#### [WHAT TO DO]
Locate the line that contains "of the submerged". Retype it and every line after it to the end of the records, exactly, but not the pictures.

____ RECORD SET

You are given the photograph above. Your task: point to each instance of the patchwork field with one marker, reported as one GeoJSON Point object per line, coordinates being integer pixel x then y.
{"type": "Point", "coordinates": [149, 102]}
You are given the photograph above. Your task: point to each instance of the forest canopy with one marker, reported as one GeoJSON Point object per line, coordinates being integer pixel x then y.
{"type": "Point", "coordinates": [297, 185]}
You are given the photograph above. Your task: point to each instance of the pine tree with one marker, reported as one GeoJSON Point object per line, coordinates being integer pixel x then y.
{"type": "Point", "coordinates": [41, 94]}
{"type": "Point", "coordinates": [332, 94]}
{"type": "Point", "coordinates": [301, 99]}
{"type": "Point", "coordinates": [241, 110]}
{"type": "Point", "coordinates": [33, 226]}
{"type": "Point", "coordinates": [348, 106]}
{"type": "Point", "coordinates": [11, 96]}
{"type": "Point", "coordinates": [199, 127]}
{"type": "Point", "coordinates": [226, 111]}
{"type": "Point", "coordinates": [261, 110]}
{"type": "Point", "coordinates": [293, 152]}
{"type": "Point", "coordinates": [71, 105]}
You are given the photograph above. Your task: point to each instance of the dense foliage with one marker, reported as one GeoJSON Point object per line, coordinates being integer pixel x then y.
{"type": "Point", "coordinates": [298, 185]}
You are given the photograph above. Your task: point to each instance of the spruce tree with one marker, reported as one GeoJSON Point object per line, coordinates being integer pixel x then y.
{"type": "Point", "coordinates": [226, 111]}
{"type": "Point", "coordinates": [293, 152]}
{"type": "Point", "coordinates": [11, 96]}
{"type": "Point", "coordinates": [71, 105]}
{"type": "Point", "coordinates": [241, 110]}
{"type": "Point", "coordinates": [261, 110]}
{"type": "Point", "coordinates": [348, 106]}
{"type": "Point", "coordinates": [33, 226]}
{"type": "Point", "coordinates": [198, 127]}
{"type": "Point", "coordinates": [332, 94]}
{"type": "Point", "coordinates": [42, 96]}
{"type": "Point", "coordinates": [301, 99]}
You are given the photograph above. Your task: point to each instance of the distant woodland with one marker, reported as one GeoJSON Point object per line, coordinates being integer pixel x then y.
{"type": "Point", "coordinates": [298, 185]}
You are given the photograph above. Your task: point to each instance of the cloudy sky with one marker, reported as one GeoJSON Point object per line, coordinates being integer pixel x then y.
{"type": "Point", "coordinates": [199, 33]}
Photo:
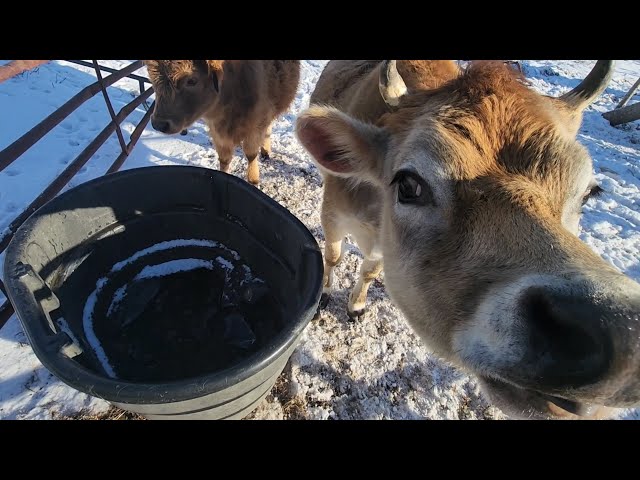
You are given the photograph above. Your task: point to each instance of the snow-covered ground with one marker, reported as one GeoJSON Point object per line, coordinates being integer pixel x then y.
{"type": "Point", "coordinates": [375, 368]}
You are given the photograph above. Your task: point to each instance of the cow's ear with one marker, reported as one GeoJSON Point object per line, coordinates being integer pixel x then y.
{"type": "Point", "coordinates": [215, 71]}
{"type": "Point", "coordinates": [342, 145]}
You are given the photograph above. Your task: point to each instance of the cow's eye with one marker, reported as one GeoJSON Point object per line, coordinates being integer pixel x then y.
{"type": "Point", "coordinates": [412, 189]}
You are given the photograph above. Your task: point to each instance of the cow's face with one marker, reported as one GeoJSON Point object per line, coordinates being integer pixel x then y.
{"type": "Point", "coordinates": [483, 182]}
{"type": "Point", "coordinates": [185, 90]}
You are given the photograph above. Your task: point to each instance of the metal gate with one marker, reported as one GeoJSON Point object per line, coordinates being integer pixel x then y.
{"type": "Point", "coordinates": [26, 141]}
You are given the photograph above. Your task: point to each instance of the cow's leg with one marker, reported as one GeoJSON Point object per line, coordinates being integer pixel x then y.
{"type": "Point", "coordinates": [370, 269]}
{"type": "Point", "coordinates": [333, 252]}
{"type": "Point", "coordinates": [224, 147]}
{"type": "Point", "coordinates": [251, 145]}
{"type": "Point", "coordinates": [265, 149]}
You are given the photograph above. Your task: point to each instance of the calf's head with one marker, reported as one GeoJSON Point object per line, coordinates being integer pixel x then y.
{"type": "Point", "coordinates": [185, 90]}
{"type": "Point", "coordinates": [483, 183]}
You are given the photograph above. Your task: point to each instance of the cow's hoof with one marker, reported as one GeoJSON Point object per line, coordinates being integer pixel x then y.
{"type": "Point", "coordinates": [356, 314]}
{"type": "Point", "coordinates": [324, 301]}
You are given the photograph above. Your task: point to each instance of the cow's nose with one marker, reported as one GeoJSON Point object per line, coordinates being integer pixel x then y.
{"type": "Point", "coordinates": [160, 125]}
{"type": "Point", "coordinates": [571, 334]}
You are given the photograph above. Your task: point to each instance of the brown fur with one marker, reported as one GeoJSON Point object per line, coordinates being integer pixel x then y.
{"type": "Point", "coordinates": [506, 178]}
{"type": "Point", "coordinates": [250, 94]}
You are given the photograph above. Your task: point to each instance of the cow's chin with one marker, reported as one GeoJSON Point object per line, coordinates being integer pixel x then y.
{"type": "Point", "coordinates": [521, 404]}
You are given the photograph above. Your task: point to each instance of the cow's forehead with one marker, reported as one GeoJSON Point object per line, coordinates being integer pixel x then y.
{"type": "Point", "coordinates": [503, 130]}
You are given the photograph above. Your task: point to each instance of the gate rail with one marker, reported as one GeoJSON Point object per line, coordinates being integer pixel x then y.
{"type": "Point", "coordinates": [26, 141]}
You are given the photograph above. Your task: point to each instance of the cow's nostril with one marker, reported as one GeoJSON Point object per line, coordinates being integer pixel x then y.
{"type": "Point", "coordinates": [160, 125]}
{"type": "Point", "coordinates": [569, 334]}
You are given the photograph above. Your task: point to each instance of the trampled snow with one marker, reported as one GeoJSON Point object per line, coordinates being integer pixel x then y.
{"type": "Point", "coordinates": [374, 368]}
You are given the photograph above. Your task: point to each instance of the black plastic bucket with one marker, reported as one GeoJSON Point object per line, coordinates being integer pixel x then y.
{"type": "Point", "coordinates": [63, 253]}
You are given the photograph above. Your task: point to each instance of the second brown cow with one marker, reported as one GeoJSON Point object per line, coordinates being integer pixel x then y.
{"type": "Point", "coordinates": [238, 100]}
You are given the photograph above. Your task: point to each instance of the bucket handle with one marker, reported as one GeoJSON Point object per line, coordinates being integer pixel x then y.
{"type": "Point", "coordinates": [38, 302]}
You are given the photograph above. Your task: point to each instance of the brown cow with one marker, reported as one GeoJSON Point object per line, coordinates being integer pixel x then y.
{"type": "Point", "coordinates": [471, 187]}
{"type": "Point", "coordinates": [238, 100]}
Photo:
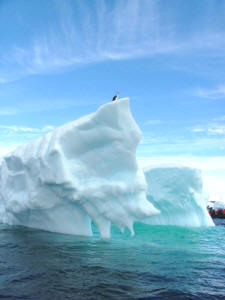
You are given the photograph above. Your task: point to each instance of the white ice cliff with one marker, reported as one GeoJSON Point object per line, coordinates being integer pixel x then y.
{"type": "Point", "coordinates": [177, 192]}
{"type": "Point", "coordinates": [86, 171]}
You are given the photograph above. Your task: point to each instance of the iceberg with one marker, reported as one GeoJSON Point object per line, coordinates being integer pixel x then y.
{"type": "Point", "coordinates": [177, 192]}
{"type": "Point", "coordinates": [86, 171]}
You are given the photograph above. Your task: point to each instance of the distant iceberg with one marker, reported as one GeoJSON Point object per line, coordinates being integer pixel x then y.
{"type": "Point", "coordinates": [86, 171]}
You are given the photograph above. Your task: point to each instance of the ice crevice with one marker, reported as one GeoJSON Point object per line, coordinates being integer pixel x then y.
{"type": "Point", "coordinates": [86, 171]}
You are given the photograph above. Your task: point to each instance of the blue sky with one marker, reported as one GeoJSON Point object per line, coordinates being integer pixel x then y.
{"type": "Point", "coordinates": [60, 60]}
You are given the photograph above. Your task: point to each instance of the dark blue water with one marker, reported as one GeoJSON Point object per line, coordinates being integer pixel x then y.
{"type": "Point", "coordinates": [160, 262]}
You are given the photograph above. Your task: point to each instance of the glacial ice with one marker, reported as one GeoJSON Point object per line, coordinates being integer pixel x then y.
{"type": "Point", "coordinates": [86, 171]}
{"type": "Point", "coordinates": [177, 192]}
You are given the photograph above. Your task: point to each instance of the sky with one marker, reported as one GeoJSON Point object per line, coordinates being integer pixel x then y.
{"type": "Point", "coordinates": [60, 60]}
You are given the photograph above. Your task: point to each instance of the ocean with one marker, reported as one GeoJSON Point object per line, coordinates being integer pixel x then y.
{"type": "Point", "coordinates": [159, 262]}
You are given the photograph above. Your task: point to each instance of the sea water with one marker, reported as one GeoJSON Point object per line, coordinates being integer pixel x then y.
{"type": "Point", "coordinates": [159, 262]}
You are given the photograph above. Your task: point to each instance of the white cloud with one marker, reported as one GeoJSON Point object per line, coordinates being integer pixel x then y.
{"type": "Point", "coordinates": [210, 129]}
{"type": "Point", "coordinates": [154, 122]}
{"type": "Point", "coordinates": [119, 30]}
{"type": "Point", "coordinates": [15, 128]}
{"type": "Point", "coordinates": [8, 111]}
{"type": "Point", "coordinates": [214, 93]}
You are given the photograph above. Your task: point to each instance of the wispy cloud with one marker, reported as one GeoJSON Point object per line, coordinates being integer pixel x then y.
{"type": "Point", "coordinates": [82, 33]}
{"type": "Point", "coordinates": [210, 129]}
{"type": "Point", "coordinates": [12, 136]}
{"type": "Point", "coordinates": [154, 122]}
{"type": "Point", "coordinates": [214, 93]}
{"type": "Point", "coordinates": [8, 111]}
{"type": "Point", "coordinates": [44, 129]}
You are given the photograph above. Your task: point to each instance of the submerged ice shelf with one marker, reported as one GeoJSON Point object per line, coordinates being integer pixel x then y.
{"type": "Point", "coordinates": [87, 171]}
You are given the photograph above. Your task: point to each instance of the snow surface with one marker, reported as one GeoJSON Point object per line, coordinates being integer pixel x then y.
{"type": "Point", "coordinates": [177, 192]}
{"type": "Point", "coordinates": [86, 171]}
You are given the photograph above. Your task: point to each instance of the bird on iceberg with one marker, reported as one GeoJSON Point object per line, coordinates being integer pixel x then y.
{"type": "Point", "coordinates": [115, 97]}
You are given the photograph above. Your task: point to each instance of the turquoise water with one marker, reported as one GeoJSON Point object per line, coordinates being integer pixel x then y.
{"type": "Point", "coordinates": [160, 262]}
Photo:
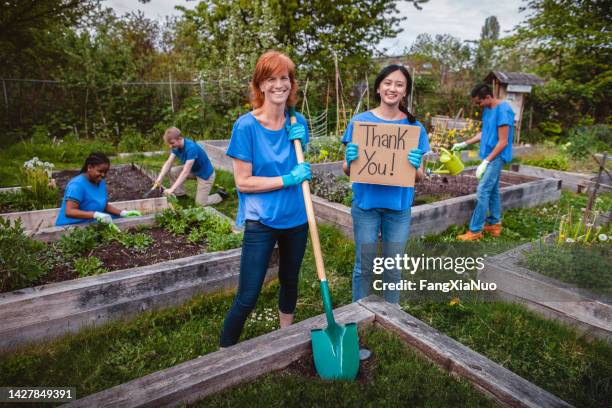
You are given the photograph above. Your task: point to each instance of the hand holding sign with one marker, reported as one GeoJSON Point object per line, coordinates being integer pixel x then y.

________

#### [THE COMPLETED TASK]
You are given the photograph above. Your task: point to each instance of the submerged ice shelf with one marker, reported as one GeoJSON Point object per line, coordinates being integer pixel x then y.
{"type": "Point", "coordinates": [87, 171]}
You are given the photograph above. Your task: point to each instance of the snow surface with one marker, reported as one GeoJSON Point object per line, coordinates being integer pixel x then y.
{"type": "Point", "coordinates": [177, 192]}
{"type": "Point", "coordinates": [86, 171]}
You are given the photograph above. Your task: point to each instance of the bird on iceberg with one marker, reported as one GeoJSON Point object per line, coordinates being integer pixel x then y.
{"type": "Point", "coordinates": [115, 97]}
You are given the photograph above. Your task: point to each instance of the turquoise water with one marker, reported as one GeoJSON Point object per line, coordinates being integer pixel x then y.
{"type": "Point", "coordinates": [160, 262]}
Photo:
You are given the photograph above. Your task: point to each instance of the hand holding sign with one marker, reported as one GeoJSON Point object per line, coordinates being integer pixel x then y.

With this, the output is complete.